Instructions to follow:
Return every one of the records below verbatim, with no changes.

Extracted information:
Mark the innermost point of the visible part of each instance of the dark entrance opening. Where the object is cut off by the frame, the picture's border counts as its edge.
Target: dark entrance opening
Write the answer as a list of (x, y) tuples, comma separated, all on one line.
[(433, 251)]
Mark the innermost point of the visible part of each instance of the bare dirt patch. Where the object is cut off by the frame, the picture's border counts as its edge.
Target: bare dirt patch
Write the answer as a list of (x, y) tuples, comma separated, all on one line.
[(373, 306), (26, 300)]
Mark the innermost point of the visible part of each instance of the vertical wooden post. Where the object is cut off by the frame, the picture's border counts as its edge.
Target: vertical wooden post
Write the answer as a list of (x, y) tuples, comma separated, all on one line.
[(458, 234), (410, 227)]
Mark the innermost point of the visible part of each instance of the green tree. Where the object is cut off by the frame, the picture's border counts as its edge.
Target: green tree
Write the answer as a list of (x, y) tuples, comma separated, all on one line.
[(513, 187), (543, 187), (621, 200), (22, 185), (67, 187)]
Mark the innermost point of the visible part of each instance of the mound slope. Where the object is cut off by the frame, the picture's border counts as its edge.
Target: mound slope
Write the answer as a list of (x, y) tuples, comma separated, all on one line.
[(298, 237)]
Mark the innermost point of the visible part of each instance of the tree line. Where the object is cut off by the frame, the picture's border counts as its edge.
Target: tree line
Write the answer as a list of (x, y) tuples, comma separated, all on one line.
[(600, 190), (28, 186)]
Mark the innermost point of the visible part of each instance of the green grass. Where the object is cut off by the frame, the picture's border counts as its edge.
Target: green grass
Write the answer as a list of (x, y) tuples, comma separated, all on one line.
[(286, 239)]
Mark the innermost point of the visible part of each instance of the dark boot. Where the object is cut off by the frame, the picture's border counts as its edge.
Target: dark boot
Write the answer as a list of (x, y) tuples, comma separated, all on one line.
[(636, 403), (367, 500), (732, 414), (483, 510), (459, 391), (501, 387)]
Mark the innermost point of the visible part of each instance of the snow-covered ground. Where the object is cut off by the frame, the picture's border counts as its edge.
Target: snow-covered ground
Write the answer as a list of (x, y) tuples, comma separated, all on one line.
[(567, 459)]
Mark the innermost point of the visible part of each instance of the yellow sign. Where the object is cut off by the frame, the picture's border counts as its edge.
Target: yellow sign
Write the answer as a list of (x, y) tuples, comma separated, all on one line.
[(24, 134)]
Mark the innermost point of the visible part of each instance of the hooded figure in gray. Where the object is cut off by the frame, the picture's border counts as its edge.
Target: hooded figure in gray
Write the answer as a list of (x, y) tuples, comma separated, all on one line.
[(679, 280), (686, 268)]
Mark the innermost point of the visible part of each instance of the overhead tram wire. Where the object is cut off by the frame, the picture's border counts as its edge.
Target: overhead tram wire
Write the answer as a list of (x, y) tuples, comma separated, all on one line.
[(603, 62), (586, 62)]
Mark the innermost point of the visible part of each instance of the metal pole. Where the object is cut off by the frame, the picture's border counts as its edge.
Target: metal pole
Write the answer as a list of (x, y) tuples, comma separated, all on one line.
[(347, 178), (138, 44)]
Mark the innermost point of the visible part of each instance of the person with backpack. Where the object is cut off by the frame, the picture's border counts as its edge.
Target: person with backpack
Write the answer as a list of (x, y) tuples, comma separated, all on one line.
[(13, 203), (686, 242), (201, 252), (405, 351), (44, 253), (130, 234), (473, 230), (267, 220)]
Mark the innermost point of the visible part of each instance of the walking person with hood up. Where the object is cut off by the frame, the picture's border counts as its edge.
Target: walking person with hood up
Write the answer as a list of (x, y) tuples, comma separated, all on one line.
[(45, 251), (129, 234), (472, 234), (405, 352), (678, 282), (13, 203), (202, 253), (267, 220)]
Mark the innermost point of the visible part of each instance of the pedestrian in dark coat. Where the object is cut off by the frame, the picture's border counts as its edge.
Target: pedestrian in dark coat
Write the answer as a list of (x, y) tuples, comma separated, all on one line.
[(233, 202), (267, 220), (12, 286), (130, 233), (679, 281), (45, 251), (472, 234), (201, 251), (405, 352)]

Task response:
Mark the innermost point of the visible part of each instance of the dark entrance opening. Where the object is cut off by the frame, the picture's border counts as its edge.
Target: dark entrance opening
Write the answer as a list of (x, y) tuples, comma separated, all on one line.
[(433, 251)]
Mark the innermost point of the visible part of each instance of the bare dirt patch. Where the object is cut off by the frame, the picture's border counts as its edge.
Target: bare dirt patch
Write the answer as a list of (x, y) tuples, comma separated, all on one line.
[(373, 306), (26, 300)]
Mark the innermost point of the visible part of each instance of the vertical wooden post. Where the object is cut off by the frame, the picture's border counts as its edge.
Target: vertical wooden post
Write the answer as a list of (x, y) tuples, comma separated, all on one line.
[(458, 234), (410, 227)]
Mark the innermost point of the visible part of each instance of the green tree. Where the object is cut off by the frame, the picture's border counts as its edge.
Target: green tree
Write the answer as a list of (x, y) tuples, comma separated, all on one line.
[(513, 187), (543, 187), (621, 200), (22, 185), (67, 187)]
Mark the innermost point of the visible part of each instance of the mound slope. Where the object is cut off by the frame, the picture's border counts as its edge.
Target: mound slope
Write the answer as a list of (x, y) tuples, comma separated, all on one line.
[(298, 237)]
Mark the innermost point of the visible part of each instance of the tree line. Where the object is cut off by the frame, the picture's border counts as its edge.
Target: tree line
Write the answer as a list of (x, y) tuples, comma separated, all on one line.
[(600, 190), (28, 186)]
Mark the innermost point of the visible part of each instance of the green grass. Where the object is cut off by the frame, the picture's border counts as its edge.
Target: green grass
Write the answer as a list of (x, y) tuples, comma separated, all on one line.
[(286, 239)]
Mark the innermost point of the visible part of each instance of the dark boot. Where the object is cut off by the frame, the picture's border counts as its edge.
Target: dark boot
Write the answer as a list of (x, y) tuples, comma separated, all on one line.
[(636, 403), (367, 500), (732, 414), (483, 510), (459, 391), (501, 387)]
Mark the innermost point of the visible part of each instance of the snow-covered ground. Where the object is cut off by the frame, the picture's border counts as its edge.
Target: snow-covered ground
Write the answer as a list of (x, y) tuples, comma separated, all on one line.
[(567, 459)]
Mark the innermost point of the visible part of each instance of the yellow sign. Where the object is cut off by the frame, the picture's border counts as its edge.
Target: yellow sign
Write the answer as a list of (x, y) tuples, comma separated, all on one line.
[(24, 134)]
Mark the innermost point of the visible part of each instance of the hooded figure in gray. Where the object is cut off by the frame, the picture's border counts as its edge.
Target: hooded figure in gray
Write the answer as a list of (x, y) tuples, comma separated, all on one line.
[(679, 280), (686, 268)]
Mark the innermost point of the visible part of each instance of the overhead tram wire. Where the object is cut off by the frame, the picture's border counts as its edge.
Target: overhead tram wire
Write the answer as a list of (x, y) tuples, comma separated, all on one line.
[(603, 62), (586, 62)]
Mark the innermost point of the visible part of each instance of the metal pole. Where the object is cut off by the frame, the picture's border counts as its edge.
Target: metal pole
Write the answer as a list of (x, y) tuples, comma separated, all on one line.
[(347, 178), (138, 44)]
Mark the innermost point of the visible part of each instance of the person with backpack. Where the object is cut off by the frame, the picture's border counts as its edge.
Target: person with backpack
Write the answer as a list of (x, y) tuples, comma separated, all on one line.
[(13, 203), (686, 242), (201, 252), (405, 351), (44, 253), (130, 234), (473, 230), (267, 220)]
Mark the innermost point of the visible part of each instance of the walking person with hood up. Where the object is cut off by the frame, the picture's border counts as its edge.
Target: walking person with hood up
Write the answer as a list of (x, y) tuples, comma separated, all on one line.
[(45, 251), (129, 234), (472, 234), (405, 352), (678, 282), (13, 203), (202, 253), (267, 220)]
Mark the innermost point of the visible part of each instance of the pedestrian in dark coat. Where the object is cut off by the frame, the picture's border counts as its edge.
Target: pedestrian in dark coat
Write the answer as a list of (x, y) tuples, comma separated, all on one line.
[(233, 202), (267, 220), (12, 286), (130, 233), (679, 281), (45, 251), (472, 234), (201, 251), (405, 352)]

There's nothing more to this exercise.